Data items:
■ ■ ■
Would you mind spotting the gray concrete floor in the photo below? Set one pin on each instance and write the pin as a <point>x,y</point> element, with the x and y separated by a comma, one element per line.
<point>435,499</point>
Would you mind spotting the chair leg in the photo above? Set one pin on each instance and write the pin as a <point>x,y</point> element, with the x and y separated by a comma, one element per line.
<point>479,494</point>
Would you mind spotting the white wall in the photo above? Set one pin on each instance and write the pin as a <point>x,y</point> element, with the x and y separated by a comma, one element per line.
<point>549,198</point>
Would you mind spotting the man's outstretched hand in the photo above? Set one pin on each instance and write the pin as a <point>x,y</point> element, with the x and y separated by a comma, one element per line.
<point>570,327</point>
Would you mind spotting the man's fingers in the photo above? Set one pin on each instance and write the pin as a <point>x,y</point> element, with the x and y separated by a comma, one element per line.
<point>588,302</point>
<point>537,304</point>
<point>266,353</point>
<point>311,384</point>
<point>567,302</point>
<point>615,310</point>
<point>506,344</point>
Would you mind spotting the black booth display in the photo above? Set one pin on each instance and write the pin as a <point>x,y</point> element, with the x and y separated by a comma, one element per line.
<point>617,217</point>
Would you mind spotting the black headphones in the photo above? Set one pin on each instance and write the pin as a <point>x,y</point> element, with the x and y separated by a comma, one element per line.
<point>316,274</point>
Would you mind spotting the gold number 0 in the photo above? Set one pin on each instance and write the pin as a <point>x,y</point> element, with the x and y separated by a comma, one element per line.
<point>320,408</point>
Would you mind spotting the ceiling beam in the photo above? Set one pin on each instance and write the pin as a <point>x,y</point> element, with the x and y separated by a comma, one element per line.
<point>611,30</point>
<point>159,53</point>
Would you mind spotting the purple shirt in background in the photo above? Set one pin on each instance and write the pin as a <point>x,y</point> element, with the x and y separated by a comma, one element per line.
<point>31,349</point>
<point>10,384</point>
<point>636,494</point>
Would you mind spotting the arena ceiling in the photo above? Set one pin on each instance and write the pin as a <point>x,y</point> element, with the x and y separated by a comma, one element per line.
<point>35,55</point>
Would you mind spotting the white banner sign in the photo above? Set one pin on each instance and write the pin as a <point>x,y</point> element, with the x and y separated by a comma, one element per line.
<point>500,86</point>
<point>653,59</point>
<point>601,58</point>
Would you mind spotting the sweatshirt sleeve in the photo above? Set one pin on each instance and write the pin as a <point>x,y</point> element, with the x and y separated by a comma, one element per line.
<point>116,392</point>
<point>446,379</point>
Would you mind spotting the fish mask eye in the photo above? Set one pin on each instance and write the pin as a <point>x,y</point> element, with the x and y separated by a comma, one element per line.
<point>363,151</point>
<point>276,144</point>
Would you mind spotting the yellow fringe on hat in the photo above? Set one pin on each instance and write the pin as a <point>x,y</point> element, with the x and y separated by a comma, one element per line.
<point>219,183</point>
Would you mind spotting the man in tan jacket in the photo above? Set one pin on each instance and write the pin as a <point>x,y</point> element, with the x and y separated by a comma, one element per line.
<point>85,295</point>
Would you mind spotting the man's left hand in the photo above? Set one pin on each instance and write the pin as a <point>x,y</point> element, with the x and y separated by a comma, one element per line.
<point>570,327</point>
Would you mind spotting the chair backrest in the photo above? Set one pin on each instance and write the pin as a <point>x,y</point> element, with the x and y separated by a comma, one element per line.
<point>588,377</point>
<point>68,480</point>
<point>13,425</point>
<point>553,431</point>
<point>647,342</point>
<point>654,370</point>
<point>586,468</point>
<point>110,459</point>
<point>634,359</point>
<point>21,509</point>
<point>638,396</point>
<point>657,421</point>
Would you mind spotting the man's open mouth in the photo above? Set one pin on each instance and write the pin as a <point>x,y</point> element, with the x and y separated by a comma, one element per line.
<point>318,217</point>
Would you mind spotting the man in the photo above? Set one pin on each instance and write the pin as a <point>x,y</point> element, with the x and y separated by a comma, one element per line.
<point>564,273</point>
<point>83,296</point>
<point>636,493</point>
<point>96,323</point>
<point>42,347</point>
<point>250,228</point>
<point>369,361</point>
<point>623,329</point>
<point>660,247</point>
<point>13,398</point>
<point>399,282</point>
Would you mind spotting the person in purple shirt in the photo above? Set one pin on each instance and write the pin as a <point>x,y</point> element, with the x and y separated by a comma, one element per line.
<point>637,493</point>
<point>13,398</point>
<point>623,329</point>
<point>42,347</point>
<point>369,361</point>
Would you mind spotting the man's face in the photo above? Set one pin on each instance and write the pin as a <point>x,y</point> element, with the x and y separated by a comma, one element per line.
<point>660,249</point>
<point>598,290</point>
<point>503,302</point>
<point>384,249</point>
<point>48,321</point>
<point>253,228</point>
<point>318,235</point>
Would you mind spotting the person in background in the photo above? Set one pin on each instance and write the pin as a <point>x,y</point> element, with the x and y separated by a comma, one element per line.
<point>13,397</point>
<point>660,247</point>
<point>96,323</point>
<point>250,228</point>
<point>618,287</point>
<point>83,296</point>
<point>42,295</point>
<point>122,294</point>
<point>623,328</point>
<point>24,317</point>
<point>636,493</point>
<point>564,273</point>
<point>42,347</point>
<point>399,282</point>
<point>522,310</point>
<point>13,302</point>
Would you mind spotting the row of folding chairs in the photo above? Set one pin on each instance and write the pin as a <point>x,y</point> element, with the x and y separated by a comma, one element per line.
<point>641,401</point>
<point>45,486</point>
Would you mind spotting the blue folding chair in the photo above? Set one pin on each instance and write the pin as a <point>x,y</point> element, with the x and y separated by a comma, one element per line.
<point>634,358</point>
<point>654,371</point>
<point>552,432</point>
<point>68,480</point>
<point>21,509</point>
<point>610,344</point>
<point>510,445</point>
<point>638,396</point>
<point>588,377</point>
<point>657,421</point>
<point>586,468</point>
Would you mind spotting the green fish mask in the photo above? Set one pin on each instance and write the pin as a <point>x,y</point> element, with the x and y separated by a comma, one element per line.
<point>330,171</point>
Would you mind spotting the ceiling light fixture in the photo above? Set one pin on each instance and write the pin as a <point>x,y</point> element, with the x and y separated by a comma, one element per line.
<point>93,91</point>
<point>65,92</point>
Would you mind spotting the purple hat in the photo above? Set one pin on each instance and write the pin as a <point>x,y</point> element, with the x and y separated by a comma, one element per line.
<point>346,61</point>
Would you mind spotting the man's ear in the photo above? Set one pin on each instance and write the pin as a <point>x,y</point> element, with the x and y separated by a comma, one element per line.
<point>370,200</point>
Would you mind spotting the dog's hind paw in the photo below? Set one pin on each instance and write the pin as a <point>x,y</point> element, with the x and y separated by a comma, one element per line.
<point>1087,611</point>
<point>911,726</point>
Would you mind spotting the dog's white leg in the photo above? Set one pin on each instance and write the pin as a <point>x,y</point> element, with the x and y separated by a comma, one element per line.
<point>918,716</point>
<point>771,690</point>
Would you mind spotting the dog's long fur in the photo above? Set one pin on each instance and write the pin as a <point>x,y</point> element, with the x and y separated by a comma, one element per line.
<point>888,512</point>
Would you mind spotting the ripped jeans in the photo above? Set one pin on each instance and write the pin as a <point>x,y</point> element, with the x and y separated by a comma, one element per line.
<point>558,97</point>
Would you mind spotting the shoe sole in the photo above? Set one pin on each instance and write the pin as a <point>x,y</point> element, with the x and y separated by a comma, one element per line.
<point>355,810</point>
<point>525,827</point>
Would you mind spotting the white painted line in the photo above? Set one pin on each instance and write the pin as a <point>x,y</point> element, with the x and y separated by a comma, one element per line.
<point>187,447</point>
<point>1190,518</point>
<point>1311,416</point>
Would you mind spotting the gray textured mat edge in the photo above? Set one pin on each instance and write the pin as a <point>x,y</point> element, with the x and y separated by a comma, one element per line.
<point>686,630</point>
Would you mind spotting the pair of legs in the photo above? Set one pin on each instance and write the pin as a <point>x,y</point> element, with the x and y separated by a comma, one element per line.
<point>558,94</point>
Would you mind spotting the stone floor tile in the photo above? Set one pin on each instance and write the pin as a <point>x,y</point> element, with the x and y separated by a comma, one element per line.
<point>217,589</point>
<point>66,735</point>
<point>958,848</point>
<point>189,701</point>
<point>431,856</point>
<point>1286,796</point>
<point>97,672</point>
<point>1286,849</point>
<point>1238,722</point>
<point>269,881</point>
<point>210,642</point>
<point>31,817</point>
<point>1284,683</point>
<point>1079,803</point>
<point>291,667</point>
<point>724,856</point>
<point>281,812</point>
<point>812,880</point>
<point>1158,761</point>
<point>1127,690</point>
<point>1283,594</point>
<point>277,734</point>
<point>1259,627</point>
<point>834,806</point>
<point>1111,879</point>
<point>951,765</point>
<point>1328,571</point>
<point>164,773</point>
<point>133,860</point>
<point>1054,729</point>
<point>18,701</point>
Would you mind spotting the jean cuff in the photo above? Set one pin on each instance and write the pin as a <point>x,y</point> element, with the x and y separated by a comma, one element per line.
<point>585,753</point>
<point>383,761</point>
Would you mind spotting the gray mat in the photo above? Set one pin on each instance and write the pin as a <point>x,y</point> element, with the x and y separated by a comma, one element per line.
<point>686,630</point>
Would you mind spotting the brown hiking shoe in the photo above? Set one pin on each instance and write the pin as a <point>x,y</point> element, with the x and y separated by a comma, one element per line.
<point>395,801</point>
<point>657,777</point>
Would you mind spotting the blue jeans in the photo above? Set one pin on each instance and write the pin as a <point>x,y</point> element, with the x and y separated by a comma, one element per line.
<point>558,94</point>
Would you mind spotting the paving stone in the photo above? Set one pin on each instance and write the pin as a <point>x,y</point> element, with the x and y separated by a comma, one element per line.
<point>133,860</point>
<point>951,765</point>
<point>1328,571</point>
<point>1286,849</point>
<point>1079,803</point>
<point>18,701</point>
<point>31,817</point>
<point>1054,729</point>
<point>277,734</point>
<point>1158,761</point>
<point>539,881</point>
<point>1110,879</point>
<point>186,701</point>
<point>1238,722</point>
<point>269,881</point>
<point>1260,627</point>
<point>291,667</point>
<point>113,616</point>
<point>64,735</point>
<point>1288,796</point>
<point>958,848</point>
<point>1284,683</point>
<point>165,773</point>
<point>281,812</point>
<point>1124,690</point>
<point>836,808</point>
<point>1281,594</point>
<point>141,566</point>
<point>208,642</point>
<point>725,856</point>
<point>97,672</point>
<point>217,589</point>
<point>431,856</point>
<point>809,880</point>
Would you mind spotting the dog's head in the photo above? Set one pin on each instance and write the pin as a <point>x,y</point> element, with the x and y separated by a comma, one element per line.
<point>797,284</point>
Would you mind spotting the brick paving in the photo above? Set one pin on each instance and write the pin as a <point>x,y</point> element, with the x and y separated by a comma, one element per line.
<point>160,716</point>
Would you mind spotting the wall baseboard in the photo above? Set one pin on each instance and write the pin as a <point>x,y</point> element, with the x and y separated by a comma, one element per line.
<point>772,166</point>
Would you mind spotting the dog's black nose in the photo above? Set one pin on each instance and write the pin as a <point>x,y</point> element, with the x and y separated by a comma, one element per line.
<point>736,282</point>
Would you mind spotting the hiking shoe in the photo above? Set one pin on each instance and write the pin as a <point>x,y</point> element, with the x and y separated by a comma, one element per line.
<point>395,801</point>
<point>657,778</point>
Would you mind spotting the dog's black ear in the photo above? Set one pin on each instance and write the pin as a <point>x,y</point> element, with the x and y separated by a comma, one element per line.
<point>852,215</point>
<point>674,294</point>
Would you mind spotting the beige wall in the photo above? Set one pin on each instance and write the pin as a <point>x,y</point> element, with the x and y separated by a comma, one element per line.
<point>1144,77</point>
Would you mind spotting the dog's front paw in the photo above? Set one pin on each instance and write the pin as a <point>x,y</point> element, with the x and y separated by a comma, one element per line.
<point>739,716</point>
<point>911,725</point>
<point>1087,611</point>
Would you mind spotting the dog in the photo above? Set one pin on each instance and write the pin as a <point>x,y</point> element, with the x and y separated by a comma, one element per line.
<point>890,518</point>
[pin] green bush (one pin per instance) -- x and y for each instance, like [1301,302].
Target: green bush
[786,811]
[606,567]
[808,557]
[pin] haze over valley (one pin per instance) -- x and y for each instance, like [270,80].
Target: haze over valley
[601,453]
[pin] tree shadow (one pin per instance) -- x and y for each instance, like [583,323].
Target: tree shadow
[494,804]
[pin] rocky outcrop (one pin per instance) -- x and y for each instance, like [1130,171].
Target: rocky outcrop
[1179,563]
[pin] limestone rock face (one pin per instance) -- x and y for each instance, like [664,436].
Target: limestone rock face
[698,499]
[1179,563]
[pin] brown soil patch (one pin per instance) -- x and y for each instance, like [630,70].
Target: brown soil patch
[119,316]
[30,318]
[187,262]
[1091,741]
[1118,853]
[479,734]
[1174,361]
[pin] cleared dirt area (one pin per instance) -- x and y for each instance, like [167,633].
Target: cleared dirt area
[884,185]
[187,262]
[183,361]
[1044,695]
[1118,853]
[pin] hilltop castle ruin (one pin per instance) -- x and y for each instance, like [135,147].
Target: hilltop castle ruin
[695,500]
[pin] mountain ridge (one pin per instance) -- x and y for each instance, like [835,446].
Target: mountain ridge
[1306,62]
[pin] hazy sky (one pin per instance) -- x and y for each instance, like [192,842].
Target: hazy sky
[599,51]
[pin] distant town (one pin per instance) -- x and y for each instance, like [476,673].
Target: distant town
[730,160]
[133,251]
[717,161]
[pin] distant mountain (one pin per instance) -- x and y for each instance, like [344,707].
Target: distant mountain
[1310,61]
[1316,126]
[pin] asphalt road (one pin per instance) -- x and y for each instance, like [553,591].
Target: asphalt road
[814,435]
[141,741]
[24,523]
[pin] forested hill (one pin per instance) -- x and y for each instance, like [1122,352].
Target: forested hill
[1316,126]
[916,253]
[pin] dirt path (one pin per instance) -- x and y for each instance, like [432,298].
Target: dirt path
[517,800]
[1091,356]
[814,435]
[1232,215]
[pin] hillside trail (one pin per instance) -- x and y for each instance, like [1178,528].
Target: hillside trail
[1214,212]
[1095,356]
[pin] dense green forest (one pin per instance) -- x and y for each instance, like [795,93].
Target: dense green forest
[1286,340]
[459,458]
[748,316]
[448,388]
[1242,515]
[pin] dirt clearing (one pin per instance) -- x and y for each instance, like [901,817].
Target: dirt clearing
■ ■ ■
▶ What you are asked to do
Rewrite the records starting at the line that contains "[pin] hillside trail" and ending at the last line of the records, swapping "forest" for "woodland" and changing nothing else.

▶ Solved problem
[pin] hillside trail (one pin per instance) -- x and y for each instance, like [1178,528].
Target: hillside trail
[1214,212]
[1095,356]
[pin] dense green woodland (one pin per instance) -- x and y for each instance, like [795,93].
Target: dense green woodland
[1286,340]
[459,458]
[748,316]
[448,388]
[1242,515]
[pin] dirt clearing (one pin per instance) -- x and y for each instance, like [901,817].
Target: dirt clearing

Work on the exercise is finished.